**Directions for this task**
Could you output each line of the data that follows exactly?

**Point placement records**
- - -
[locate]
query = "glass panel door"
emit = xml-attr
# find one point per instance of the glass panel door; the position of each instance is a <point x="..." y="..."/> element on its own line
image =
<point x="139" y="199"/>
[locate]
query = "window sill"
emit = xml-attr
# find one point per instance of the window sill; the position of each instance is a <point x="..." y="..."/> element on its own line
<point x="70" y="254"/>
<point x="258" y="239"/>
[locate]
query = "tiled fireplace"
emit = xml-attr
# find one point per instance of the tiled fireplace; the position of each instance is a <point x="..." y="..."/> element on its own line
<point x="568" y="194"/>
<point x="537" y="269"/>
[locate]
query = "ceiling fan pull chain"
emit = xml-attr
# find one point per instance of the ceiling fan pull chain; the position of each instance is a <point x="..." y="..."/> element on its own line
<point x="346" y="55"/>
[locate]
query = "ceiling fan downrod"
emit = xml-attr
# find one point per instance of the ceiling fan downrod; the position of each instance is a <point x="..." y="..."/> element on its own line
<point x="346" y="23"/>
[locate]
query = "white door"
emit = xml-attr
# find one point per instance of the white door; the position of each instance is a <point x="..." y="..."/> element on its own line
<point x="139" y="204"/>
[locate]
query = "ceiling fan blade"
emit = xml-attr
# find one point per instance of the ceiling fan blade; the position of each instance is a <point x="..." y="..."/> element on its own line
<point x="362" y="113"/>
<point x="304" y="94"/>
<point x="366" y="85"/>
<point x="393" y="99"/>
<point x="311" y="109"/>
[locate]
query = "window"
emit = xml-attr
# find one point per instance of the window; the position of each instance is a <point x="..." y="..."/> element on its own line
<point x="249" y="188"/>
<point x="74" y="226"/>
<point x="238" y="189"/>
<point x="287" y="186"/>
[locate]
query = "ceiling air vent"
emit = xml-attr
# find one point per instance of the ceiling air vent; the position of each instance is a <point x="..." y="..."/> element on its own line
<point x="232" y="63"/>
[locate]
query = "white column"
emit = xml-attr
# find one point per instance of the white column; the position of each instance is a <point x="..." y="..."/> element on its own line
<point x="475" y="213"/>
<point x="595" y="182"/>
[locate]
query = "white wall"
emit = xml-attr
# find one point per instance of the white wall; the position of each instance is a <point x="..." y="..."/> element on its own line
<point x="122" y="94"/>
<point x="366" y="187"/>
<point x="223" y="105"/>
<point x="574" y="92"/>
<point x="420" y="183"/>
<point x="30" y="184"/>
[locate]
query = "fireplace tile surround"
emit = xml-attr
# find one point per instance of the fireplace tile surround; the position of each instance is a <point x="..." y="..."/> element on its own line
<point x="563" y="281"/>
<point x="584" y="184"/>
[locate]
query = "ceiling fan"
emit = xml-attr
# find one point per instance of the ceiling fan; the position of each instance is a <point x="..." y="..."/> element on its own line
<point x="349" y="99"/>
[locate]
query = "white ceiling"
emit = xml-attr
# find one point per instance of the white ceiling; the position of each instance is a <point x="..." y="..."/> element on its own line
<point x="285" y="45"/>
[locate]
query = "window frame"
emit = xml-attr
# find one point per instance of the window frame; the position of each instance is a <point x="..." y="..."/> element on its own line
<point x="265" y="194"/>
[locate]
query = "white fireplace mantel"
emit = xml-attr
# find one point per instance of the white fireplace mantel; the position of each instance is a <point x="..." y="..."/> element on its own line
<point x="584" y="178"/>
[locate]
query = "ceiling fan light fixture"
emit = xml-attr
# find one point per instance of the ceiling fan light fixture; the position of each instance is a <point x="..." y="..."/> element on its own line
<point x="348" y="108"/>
- - -
**The response**
[locate]
query = "glass panel door"
emit = xml-attr
# find one point per instance of the glass panel door; the position of each instance is a <point x="..." y="..."/> element on its own line
image =
<point x="139" y="199"/>
[locate]
query = "window sill"
emit = xml-attr
# find one point per instance of the window sill; the position of each instance is a <point x="..." y="..."/> element on its own line
<point x="70" y="254"/>
<point x="258" y="239"/>
[locate]
query = "tiled fireplace"
emit = xml-attr
# find one point per instance of the tiled fireplace; the position of each instance is a <point x="..." y="..."/> element on its own line
<point x="568" y="194"/>
<point x="537" y="269"/>
[locate]
query = "ceiling fan pull chain"
emit = xml-attr
# find one point per instance of the ceiling fan pull chain; the position of each instance is a <point x="..." y="..."/> element on its own line
<point x="346" y="55"/>
[locate]
query = "ceiling fan downrod"
emit = xml-attr
# find one point per instance of the ceiling fan downrod; the position of each instance is a <point x="..." y="..."/> element on its own line
<point x="346" y="23"/>
[locate]
query = "white door"
emit = xml-attr
# find one point per instance of the white door; the position of each instance is a <point x="..." y="..."/> element on its own line
<point x="139" y="204"/>
[locate]
query = "ceiling fan blade"
emit = xml-attr
# find one point per instance of the ceiling fan blade; the position of each instance is a <point x="..." y="..."/> element on its own line
<point x="362" y="113"/>
<point x="304" y="94"/>
<point x="366" y="85"/>
<point x="393" y="99"/>
<point x="311" y="109"/>
[locate]
query = "window"
emit = xml-attr
# find one point per instance of the window; the position of each instance is a <point x="..." y="..."/> element on its own line
<point x="249" y="188"/>
<point x="74" y="226"/>
<point x="238" y="189"/>
<point x="287" y="186"/>
[locate]
query = "ceiling air vent"
emit = xml-attr
# find one point per instance of the ceiling air vent; the position of each instance is a <point x="..." y="..."/> element on its own line
<point x="232" y="63"/>
[locate]
query = "white column"
emit = xml-attr
# find one point per instance of the white column; the position of each instance is a <point x="..." y="..."/> element on its own line
<point x="475" y="213"/>
<point x="595" y="182"/>
[locate]
query = "white wall"
emit = xml-attr
# find one point per instance of the white wall; the position of each instance is a <point x="..." y="..."/> element on its own line
<point x="122" y="94"/>
<point x="366" y="187"/>
<point x="223" y="105"/>
<point x="574" y="92"/>
<point x="420" y="183"/>
<point x="30" y="184"/>
[locate]
query = "fireplace tile surround"
emit = xml-attr
# find one point per instance of the fireplace tile surround; the position of each instance is a <point x="..." y="..."/> element on its own line
<point x="563" y="281"/>
<point x="584" y="184"/>
[locate]
query = "ceiling fan"
emit = xml-attr
# find one point per instance of the ceiling fan; the position of each instance is a <point x="..." y="..."/> element on its own line
<point x="349" y="99"/>
[locate]
query = "white ceiling"
emit = xml-attr
# find one point per instance of the white ceiling; the position of each instance is a <point x="..." y="..."/> element on its own line
<point x="285" y="45"/>
[locate]
query = "window frame"
emit = xml-attr
# find one point per instance of the window frame; the position of each instance is a <point x="..." y="..."/> element on its own line
<point x="265" y="194"/>
[locate]
query = "white fireplace mantel"
emit = xml-attr
# find one point per instance of the white fireplace mantel; the position of each instance is a <point x="..." y="..."/> element on its own line
<point x="584" y="178"/>
[locate]
query = "ceiling fan light fixture"
emit = xml-attr
# find one point per instance of the ceiling fan light fixture; the position of each instance is a <point x="..." y="..."/> element on its own line
<point x="348" y="108"/>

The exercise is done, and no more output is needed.